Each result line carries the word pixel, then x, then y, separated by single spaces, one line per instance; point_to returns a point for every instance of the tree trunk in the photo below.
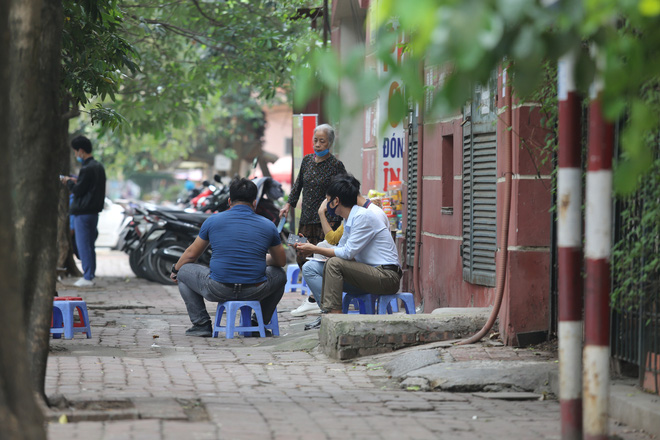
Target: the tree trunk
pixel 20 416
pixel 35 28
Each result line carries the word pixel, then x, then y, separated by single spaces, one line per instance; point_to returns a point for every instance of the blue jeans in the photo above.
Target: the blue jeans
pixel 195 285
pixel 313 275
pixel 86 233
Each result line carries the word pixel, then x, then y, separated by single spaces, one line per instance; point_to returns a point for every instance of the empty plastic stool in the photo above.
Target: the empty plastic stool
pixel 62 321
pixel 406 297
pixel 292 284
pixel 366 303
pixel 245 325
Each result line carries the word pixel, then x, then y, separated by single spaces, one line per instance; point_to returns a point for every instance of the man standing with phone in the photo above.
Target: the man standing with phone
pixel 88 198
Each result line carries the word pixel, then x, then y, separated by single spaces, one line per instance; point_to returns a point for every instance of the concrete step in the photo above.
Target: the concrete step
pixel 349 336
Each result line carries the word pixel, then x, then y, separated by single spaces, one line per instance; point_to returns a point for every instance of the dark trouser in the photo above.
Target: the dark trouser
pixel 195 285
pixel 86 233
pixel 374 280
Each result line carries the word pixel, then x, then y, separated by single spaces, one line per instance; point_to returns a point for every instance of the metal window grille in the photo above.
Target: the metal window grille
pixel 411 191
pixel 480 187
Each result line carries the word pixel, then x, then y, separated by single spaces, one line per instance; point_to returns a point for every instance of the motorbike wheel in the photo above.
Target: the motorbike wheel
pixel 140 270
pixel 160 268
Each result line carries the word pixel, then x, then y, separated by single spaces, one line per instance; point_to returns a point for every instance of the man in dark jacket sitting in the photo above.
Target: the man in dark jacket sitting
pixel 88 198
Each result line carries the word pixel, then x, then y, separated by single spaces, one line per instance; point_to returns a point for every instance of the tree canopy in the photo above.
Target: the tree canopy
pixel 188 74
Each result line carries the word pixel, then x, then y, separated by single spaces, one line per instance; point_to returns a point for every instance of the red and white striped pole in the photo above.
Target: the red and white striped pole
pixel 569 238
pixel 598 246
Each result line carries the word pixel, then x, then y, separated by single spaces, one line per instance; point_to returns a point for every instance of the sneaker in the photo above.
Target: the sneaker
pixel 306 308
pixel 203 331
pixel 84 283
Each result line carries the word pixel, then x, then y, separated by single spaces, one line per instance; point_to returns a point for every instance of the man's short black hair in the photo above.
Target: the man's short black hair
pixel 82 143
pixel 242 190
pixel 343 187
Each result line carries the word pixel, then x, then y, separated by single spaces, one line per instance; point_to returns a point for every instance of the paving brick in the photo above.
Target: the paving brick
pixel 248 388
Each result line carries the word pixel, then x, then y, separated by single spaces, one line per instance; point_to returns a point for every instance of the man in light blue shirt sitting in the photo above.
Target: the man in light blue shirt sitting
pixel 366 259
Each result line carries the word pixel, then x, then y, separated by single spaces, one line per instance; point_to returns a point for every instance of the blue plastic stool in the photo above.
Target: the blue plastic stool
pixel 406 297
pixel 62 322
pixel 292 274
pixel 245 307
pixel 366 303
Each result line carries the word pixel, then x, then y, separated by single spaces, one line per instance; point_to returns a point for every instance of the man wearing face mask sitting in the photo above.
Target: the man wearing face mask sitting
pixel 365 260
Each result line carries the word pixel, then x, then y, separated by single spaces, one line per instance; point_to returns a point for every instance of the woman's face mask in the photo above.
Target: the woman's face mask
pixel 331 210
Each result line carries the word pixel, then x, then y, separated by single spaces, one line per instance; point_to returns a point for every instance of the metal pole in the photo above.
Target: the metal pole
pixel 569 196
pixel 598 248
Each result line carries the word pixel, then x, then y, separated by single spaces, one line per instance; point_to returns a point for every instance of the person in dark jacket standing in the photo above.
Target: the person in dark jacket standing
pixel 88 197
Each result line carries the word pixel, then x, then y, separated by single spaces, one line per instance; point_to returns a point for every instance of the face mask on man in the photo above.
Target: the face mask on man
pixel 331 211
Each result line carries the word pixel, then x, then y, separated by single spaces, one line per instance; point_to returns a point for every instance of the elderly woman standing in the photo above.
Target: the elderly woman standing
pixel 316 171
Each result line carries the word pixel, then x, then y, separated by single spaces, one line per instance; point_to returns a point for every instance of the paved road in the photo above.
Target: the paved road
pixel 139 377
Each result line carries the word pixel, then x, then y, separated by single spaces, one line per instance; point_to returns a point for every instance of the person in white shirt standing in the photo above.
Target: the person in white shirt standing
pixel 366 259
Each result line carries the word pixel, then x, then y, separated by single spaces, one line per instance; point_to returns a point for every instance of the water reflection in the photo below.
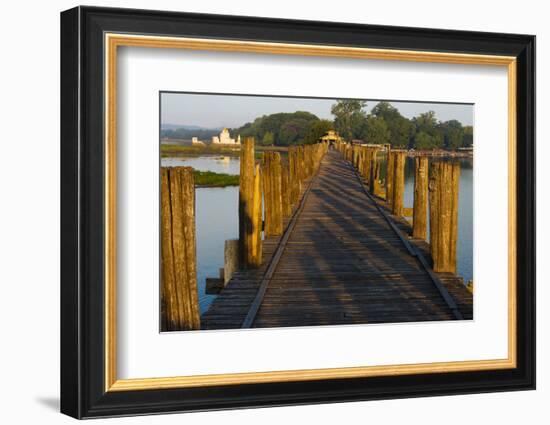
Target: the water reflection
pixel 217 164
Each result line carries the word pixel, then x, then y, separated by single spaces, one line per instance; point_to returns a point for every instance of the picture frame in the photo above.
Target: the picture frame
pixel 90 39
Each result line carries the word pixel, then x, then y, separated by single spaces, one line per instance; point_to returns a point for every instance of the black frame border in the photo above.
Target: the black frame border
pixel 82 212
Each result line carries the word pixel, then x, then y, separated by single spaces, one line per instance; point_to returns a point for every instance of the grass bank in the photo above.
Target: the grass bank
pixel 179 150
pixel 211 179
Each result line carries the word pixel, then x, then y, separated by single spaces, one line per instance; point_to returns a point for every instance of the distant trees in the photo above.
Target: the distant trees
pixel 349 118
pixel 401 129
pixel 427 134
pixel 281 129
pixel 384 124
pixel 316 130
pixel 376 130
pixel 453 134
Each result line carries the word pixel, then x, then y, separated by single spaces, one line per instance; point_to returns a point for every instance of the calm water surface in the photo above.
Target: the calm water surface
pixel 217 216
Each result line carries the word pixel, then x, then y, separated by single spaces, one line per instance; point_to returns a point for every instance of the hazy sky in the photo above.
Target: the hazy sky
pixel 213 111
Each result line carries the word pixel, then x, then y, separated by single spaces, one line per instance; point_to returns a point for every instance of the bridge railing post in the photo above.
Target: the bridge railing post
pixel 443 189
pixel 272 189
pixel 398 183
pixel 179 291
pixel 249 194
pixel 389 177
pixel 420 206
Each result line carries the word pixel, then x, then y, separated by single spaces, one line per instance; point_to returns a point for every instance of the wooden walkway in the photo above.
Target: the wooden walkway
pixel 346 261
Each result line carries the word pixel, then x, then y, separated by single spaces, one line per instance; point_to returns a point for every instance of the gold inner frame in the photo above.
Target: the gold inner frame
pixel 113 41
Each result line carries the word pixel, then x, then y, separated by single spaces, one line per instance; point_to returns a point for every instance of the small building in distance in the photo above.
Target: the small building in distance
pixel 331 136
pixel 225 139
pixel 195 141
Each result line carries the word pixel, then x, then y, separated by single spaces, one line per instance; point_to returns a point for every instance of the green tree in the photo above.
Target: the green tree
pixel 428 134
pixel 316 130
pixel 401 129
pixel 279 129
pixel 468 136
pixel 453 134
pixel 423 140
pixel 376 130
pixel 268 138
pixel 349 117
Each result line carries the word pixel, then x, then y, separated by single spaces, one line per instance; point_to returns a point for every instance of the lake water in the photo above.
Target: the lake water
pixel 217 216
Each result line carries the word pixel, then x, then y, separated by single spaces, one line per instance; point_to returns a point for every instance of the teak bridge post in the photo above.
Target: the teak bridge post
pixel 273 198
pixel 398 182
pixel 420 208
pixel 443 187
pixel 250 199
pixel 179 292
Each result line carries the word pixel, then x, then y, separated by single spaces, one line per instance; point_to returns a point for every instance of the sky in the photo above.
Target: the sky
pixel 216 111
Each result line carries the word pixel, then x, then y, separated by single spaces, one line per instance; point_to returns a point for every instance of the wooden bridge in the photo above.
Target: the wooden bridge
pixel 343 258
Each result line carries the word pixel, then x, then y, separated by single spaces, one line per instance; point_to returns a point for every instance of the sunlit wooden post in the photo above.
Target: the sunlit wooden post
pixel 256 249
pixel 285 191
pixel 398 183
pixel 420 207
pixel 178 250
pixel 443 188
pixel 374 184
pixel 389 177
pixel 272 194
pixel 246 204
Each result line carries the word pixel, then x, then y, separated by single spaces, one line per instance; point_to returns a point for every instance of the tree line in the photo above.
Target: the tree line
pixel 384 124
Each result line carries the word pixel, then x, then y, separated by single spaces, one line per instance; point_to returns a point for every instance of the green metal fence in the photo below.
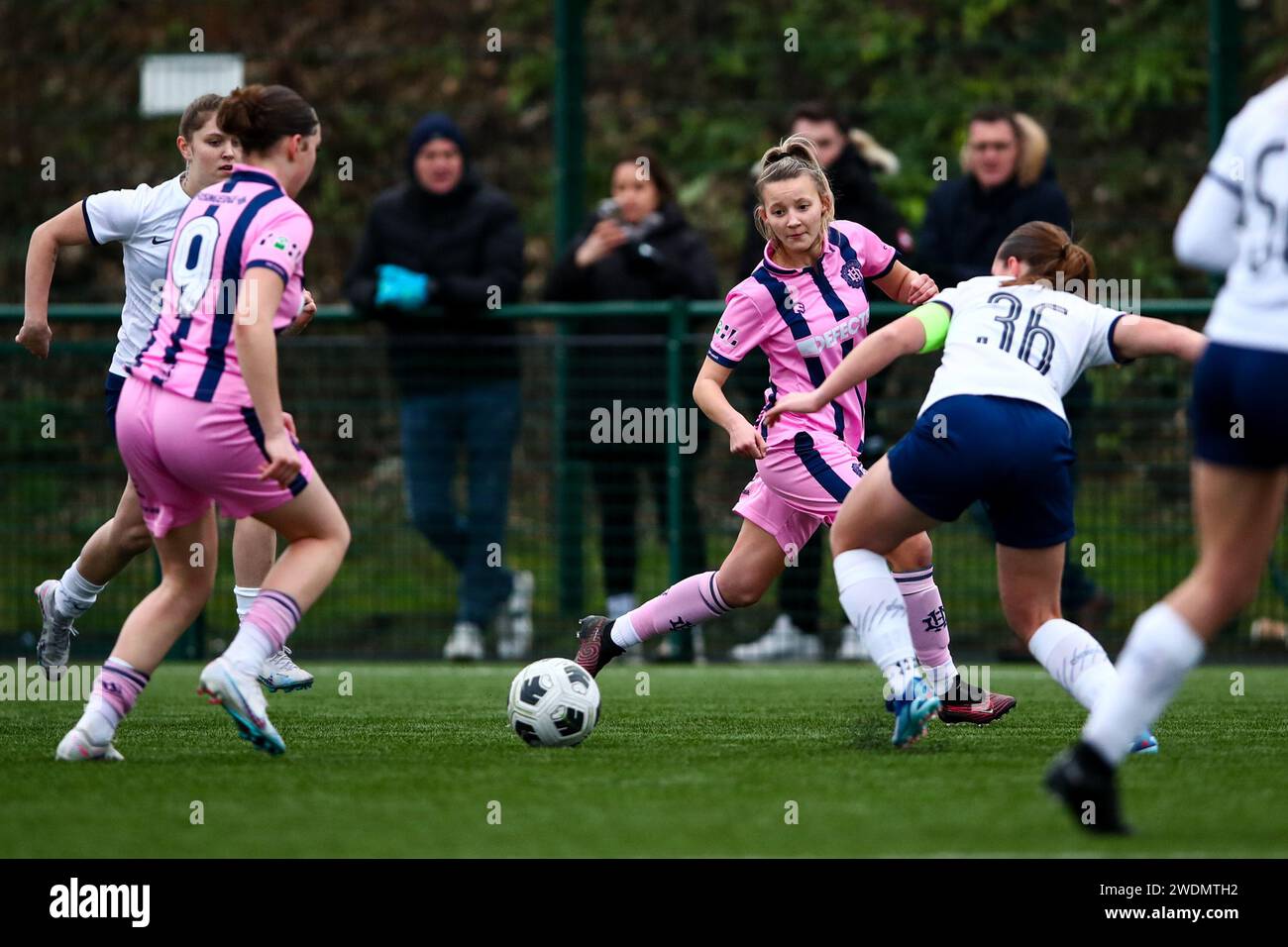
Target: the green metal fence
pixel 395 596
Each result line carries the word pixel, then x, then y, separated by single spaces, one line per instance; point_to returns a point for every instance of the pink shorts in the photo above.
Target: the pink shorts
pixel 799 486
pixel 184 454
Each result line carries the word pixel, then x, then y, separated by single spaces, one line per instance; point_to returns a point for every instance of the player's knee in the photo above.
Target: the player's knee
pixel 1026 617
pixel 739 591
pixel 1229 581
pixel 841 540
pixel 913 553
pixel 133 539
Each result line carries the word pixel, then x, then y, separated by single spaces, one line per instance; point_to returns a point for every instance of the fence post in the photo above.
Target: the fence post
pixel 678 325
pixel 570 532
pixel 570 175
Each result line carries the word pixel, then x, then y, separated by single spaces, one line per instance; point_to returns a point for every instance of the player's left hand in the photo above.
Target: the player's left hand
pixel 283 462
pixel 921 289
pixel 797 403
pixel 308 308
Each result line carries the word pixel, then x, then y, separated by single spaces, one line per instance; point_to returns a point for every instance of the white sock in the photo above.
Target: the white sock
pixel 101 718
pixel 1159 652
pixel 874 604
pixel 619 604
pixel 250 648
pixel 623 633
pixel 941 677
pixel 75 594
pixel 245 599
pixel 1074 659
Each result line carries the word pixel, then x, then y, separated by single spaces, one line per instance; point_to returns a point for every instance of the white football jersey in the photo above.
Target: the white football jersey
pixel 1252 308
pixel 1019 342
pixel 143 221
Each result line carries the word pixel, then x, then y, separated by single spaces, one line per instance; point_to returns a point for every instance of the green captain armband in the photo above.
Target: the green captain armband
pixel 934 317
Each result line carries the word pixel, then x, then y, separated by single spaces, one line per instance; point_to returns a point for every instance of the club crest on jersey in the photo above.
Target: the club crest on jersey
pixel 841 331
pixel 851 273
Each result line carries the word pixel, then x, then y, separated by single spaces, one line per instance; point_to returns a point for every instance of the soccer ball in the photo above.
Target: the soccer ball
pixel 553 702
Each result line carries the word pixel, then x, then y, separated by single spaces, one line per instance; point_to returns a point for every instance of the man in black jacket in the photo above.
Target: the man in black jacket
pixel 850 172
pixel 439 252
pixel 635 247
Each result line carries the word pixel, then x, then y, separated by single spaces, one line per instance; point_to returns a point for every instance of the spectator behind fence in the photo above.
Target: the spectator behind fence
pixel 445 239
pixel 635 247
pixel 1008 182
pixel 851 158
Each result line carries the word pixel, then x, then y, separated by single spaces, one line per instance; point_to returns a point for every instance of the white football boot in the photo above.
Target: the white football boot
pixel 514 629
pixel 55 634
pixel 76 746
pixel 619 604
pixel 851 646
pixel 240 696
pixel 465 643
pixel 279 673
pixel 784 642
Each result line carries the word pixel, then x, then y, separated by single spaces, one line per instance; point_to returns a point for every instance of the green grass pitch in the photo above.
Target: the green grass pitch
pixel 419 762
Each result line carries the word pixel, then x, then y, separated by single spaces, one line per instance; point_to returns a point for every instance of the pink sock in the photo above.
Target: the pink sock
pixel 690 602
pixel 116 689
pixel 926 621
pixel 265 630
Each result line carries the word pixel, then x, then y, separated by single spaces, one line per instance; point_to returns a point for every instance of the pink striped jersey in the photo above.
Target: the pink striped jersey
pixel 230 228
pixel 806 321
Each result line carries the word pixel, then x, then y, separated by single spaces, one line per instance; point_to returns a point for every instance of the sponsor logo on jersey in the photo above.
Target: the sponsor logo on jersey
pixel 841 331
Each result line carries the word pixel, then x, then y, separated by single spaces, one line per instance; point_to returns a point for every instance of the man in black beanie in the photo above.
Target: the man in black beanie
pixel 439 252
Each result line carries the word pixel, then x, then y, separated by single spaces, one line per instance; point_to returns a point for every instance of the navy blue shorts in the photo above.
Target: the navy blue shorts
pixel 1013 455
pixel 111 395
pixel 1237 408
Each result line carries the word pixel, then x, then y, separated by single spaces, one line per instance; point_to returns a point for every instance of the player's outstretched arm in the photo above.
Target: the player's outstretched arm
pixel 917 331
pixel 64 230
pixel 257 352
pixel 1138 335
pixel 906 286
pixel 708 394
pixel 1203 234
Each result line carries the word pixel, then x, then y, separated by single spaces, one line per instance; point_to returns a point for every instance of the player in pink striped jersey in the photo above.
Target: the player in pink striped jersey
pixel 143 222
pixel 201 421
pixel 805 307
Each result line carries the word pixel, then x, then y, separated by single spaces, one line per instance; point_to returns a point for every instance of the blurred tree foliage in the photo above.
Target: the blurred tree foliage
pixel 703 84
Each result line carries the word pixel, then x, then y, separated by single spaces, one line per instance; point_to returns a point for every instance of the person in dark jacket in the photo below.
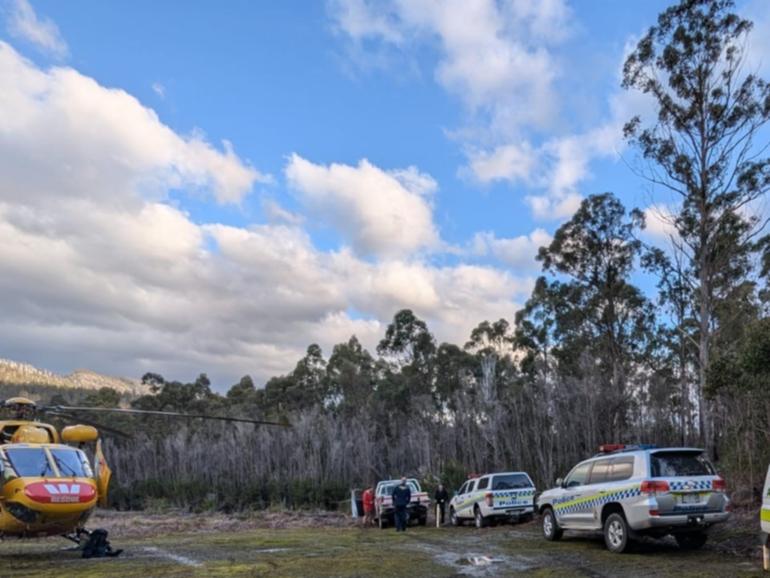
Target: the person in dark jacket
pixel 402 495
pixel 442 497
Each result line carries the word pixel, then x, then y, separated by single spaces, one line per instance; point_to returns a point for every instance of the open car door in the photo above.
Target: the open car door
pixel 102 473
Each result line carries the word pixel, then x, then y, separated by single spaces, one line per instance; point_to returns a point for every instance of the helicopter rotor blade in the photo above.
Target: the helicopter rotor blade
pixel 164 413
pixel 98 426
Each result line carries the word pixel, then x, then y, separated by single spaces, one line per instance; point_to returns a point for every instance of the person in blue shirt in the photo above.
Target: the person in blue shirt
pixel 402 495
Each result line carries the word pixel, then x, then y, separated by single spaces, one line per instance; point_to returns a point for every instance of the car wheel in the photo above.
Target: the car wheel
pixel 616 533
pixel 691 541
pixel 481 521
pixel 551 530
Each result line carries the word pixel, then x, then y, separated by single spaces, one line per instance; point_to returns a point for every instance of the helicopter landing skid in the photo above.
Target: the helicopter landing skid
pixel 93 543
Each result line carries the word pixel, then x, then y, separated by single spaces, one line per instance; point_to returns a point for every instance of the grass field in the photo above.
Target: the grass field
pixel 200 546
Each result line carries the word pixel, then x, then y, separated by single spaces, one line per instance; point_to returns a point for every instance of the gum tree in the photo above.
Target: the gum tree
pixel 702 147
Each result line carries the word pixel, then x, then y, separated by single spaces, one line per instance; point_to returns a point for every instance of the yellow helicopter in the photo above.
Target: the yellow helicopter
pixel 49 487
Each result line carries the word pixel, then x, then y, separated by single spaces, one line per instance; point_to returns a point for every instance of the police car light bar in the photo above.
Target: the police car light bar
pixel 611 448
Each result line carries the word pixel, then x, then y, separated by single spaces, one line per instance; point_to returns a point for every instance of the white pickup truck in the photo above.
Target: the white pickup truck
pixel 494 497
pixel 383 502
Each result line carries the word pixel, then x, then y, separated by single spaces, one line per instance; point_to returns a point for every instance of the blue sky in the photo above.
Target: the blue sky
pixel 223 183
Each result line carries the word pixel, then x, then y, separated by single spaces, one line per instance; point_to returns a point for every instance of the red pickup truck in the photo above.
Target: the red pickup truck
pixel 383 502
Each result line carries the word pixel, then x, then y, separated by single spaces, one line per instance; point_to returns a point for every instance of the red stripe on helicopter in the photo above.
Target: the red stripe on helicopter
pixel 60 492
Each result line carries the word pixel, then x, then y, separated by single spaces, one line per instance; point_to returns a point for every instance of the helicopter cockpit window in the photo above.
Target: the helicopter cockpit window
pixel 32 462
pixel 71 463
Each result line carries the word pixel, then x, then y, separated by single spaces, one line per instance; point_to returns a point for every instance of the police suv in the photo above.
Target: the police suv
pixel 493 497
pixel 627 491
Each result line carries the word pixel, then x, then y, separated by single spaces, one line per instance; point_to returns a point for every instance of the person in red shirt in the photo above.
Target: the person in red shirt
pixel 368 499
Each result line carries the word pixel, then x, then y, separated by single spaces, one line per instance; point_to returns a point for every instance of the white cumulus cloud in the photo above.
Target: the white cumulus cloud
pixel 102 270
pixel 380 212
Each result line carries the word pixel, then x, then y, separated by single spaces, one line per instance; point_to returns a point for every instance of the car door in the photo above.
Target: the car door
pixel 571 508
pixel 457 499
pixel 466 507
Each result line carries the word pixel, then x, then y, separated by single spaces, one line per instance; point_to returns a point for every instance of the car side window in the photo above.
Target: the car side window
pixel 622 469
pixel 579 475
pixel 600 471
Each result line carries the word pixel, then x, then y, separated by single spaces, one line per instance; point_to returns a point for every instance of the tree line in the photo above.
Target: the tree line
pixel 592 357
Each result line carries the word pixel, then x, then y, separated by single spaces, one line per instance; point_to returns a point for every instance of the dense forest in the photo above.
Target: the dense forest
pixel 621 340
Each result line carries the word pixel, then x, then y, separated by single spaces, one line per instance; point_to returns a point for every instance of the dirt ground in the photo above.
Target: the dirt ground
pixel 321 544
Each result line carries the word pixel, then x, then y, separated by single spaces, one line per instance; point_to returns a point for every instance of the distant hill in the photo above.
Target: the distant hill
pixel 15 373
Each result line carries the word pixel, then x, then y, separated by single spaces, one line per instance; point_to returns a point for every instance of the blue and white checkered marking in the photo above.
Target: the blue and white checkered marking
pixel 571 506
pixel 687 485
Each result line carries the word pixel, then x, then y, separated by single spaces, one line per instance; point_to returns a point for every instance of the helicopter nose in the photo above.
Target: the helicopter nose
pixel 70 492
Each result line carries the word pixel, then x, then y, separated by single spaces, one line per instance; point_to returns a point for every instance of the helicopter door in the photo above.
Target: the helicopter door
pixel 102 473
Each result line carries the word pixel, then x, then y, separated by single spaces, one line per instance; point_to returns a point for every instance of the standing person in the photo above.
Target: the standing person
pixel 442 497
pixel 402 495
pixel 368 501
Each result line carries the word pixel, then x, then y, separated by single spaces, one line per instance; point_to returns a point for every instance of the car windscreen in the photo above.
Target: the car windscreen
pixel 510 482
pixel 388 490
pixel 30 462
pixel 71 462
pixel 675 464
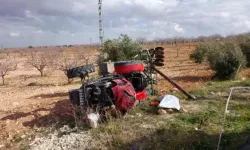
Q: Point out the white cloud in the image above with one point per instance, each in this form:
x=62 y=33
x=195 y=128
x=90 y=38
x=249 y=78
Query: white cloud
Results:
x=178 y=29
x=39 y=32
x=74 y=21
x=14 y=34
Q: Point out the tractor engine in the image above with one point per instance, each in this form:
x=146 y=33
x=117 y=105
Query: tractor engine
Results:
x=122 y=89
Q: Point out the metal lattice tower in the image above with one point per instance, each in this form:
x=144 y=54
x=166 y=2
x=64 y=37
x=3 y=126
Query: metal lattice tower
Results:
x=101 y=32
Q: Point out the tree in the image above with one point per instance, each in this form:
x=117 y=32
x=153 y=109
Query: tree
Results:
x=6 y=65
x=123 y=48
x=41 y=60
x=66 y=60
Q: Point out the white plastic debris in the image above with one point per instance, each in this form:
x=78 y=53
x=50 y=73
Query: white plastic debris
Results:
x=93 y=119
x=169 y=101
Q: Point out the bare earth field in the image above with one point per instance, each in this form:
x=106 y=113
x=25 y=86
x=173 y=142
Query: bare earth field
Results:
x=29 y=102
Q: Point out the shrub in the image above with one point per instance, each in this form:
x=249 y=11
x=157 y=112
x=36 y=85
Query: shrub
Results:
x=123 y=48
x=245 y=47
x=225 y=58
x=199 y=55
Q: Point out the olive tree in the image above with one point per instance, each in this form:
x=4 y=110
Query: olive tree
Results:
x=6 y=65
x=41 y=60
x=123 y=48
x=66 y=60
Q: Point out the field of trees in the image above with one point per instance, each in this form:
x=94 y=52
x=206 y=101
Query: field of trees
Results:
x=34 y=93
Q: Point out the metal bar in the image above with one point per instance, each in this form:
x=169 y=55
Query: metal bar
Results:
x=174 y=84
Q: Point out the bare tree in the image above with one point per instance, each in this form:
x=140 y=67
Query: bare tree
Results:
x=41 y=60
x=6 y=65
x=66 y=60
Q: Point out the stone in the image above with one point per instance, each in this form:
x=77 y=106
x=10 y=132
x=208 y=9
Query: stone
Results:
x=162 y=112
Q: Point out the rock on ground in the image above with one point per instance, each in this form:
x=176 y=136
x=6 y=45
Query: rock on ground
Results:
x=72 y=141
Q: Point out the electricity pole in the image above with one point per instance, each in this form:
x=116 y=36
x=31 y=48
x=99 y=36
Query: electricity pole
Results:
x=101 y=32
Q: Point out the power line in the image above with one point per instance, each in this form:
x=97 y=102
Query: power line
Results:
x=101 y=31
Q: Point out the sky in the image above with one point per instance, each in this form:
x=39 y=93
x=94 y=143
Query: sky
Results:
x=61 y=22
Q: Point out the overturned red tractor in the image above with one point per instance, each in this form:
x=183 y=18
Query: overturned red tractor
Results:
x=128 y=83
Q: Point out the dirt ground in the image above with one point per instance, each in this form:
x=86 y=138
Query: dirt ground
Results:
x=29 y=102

-*-

Retype the material from the line containing "man in the photo above." up to and including the line containing "pixel 139 377", with every character unchanged.

▶ The result
Each result line carries the word pixel, then x, then y, separated by single spaces, one line per instance; point_to returns a point for every instance of the face mask on man in the photo above.
Target: the face mask on man
pixel 331 211
Each result line carries the word pixel, then x, then y, separated by single spaces, one line per instance; point_to returns a point for every instance of the elderly woman standing in the photo above.
Target: the elderly woman standing
pixel 316 171
Each result line carries the word pixel, then x, then y, separated by single spaces, one line per instance; point_to returns a point for every instance of the paved road in the photo above.
Target: the paved road
pixel 139 377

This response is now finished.